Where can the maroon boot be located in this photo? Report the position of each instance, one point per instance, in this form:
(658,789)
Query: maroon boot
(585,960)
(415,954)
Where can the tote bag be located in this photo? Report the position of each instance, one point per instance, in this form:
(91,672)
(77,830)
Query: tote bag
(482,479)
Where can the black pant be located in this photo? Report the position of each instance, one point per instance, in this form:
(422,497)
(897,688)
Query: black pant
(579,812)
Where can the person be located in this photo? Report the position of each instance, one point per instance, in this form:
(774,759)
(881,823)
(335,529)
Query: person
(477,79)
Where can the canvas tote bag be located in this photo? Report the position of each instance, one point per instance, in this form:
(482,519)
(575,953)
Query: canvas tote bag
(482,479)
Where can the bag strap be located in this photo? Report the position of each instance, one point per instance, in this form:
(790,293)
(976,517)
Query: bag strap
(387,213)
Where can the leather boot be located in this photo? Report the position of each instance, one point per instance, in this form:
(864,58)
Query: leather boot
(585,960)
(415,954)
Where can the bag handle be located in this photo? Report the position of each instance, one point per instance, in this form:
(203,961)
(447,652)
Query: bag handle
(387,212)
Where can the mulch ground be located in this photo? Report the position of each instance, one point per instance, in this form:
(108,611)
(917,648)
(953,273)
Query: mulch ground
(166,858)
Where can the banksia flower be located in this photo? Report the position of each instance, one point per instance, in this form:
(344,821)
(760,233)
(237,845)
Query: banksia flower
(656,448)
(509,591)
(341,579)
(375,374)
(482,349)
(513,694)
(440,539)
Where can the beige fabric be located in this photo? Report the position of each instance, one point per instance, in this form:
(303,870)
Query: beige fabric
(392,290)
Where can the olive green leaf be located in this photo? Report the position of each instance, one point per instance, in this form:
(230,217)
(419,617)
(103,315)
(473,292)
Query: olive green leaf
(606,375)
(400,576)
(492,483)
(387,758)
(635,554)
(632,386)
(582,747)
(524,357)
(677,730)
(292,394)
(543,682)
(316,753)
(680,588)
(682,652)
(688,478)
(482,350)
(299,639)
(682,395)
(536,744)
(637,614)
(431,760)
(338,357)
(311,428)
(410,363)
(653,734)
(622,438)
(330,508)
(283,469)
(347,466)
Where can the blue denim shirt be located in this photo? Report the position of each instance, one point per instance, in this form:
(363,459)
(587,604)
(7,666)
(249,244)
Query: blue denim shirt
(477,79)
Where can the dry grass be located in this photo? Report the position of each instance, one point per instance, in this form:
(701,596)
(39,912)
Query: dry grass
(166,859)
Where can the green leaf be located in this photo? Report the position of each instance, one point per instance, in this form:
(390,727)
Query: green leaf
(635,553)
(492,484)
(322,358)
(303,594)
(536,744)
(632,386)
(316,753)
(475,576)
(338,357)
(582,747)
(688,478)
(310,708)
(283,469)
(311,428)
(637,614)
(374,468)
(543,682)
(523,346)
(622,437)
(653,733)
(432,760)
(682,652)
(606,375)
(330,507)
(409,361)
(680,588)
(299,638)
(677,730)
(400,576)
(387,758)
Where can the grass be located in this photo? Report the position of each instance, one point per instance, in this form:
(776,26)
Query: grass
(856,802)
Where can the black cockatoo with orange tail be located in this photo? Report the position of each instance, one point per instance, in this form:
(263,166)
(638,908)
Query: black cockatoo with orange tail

........

#### Problem
Present each line of the entries above as a Markdown table with columns "Row" and "Line". Number the rows in order and omit any blank lines.

#### Exercise result
| Row | Line |
|---|---|
| 1 | Where can the maroon boot be located in this photo? Report the position of each instance, one point per instance, in this form: |
| 2 | (658,789) |
| 3 | Query: maroon boot |
| 4 | (585,960) |
| 5 | (415,954) |
| 6 | Where can the tote bag be located in this photo? Report the position of each instance, one point per instance, in this form: |
| 7 | (91,672) |
| 8 | (77,830) |
| 9 | Query: tote bag |
| 10 | (482,479) |
| 11 | Where can the black pant be located in this photo? Report the position of each instance, one point per instance, in this form: |
| 12 | (422,497) |
| 13 | (897,688) |
| 14 | Query: black pant |
| 15 | (579,812) |
| 16 | Where can the person be located in this photo? Report the position of each instance, one point per instance, in this form: |
| 17 | (774,759) |
| 18 | (881,823) |
| 19 | (335,529) |
| 20 | Query: person |
| 21 | (477,79) |
| 22 | Where can the canvas tote bag be located in this photo? Report the position of each instance, one point per instance, in this form: |
| 23 | (482,519) |
| 24 | (575,953) |
| 25 | Query: canvas tote bag |
| 26 | (482,479) |
| 27 | Where can the bag strap be located in this photo? Report the position of each instance, one point per instance, in this form: |
| 28 | (790,293) |
| 29 | (976,517) |
| 30 | Query: bag strap |
| 31 | (387,213) |
| 32 | Where can the leather boot be located in this photo? Report the position of each instance, one point per instance, in this form: |
| 33 | (864,58) |
| 34 | Query: leather boot |
| 35 | (585,960) |
| 36 | (415,954) |
| 37 | Where can the bag handle be located in this photo? Report the position of each instance, one point per instance, in this form: |
| 38 | (203,961) |
| 39 | (447,652) |
| 40 | Query: bag handle |
| 41 | (387,212) |
| 42 | Where can the mulch ground be located in this photo? Report the position of each instance, one point per instance, in this form: |
| 43 | (108,611) |
| 44 | (917,648) |
| 45 | (953,273) |
| 46 | Query: mulch ground |
| 47 | (166,858) |
| 48 | Where can the banksia flower be located in this photo? Report the position of each instance, one point per instance, in this form: |
| 49 | (344,821) |
| 50 | (760,233) |
| 51 | (237,845) |
| 52 | Query: banksia flower |
| 53 | (656,448) |
| 54 | (509,591) |
| 55 | (341,579) |
| 56 | (375,374) |
| 57 | (482,349) |
| 58 | (513,694) |
| 59 | (440,539) |
| 60 | Where can the beige fabric be located in this photo? Report the position of each instance, one point per instance, in this form: |
| 61 | (303,870) |
| 62 | Query: beige fabric |
| 63 | (392,290) |
| 64 | Where can the olive green leaf be located in this photo? Report the position of each instance, one point per instance, in this form: |
| 65 | (230,217) |
| 66 | (419,617) |
| 67 | (103,315) |
| 68 | (473,292) |
| 69 | Query: olive green leaf |
| 70 | (606,375) |
| 71 | (400,576) |
| 72 | (492,483) |
| 73 | (387,758) |
| 74 | (635,554) |
| 75 | (632,386) |
| 76 | (582,747) |
| 77 | (524,357) |
| 78 | (677,730) |
| 79 | (292,394) |
| 80 | (543,682) |
| 81 | (316,753) |
| 82 | (680,588) |
| 83 | (682,652) |
| 84 | (688,478) |
| 85 | (482,350) |
| 86 | (299,639) |
| 87 | (682,395) |
| 88 | (536,744) |
| 89 | (637,614) |
| 90 | (431,760) |
| 91 | (338,357) |
| 92 | (311,428) |
| 93 | (410,363) |
| 94 | (653,734) |
| 95 | (622,438) |
| 96 | (330,508) |
| 97 | (283,469) |
| 98 | (347,466) |
| 99 | Where can the blue denim shirt be located in this photo? Report the position of each instance, one point per instance, in this form: |
| 100 | (363,459) |
| 101 | (587,604) |
| 102 | (7,666) |
| 103 | (249,244) |
| 104 | Query: blue denim shirt |
| 105 | (477,79) |
| 106 | Where can the dry grass be located in this photo? Report the position of each instance, one point per instance, in this form: |
| 107 | (701,596) |
| 108 | (39,912) |
| 109 | Query: dry grass |
| 110 | (166,859) |
| 111 | Where can the green leaf be located in this photo? Report the position of each instance, one point per instance, in this form: |
| 112 | (390,727) |
| 113 | Query: green leaf |
| 114 | (635,553) |
| 115 | (492,484) |
| 116 | (322,358) |
| 117 | (303,594) |
| 118 | (536,744) |
| 119 | (632,386) |
| 120 | (316,753) |
| 121 | (475,576) |
| 122 | (338,357) |
| 123 | (582,747) |
| 124 | (688,478) |
| 125 | (310,708) |
| 126 | (283,469) |
| 127 | (311,428) |
| 128 | (637,614) |
| 129 | (374,468) |
| 130 | (543,682) |
| 131 | (523,346) |
| 132 | (622,437) |
| 133 | (653,733) |
| 134 | (432,760) |
| 135 | (682,652) |
| 136 | (606,375) |
| 137 | (330,507) |
| 138 | (409,361) |
| 139 | (680,588) |
| 140 | (299,638) |
| 141 | (677,730) |
| 142 | (400,576) |
| 143 | (387,758) |
| 144 | Where can the grass be located in this photo? Report the position of each instance, one point per instance, in this form: |
| 145 | (776,26) |
| 146 | Query: grass |
| 147 | (856,802) |
| 148 | Where can the black cockatoo with orange tail be located in this photo? Report the position of each instance, one point per instance, in this form: |
| 149 | (263,166) |
| 150 | (638,908) |
| 151 | Query: black cockatoo with orange tail |